### [INPUT DATA]

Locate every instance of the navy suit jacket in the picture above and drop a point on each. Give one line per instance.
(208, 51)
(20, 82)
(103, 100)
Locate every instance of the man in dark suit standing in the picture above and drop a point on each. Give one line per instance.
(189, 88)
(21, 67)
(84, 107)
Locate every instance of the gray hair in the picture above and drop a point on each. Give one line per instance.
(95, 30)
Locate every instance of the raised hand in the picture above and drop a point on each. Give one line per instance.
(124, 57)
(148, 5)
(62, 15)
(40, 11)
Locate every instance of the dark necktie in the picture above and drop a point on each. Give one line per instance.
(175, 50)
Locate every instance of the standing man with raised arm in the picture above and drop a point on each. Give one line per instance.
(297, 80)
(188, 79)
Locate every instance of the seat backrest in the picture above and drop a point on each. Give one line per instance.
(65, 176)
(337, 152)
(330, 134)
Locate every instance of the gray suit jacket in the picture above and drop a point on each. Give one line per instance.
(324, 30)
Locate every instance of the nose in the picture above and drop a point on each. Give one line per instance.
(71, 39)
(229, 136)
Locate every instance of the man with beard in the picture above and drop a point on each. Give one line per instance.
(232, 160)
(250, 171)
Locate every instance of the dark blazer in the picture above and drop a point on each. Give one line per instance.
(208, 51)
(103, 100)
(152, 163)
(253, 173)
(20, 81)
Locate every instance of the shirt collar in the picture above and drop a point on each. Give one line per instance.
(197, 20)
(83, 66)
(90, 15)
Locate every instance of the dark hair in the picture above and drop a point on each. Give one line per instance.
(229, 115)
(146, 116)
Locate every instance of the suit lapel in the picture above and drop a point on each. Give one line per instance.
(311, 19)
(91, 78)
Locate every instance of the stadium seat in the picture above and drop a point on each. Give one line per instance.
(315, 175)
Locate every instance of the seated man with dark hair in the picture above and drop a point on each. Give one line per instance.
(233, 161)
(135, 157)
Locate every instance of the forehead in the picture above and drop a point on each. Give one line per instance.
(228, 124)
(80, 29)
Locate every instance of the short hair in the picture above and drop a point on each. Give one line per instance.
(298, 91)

...

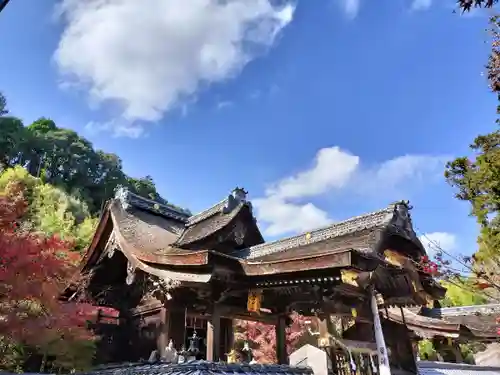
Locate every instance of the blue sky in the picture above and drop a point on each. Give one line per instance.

==

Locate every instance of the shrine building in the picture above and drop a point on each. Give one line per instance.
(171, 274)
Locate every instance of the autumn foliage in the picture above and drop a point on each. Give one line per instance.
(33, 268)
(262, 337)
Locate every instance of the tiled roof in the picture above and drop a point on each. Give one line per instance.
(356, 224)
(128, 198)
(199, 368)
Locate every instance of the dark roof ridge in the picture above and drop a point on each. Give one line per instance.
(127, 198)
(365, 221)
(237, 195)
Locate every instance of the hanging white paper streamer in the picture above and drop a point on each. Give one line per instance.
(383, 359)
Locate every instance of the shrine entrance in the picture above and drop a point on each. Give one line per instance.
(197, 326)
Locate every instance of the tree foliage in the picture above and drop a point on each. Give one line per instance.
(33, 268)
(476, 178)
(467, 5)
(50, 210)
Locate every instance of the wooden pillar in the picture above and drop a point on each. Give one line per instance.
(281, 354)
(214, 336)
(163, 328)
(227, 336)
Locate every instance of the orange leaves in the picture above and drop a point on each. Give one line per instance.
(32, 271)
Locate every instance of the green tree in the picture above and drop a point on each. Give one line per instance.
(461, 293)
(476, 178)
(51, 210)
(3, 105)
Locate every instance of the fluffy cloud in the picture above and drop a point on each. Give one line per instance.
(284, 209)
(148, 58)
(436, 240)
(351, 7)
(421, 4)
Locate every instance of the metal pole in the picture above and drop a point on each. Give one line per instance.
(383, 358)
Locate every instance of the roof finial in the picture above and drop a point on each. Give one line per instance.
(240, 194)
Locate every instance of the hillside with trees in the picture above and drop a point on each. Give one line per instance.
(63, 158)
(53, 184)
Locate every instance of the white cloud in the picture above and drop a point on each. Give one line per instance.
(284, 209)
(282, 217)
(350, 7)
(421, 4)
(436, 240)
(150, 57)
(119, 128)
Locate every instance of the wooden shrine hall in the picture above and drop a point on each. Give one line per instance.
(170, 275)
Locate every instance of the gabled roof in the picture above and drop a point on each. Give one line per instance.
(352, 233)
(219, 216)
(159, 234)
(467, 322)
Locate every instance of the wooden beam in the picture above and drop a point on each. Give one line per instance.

### [PROMPT]
Pull out every line of the material above that contains the word "jacket" and copy it.

### [REPLY]
Locate every instance of the navy suit jacket in the picture above and drop a point on each. Give one line per instance.
Locate every instance of the gray suit jacket in the picture above and drop a point on each. Give one line per instance.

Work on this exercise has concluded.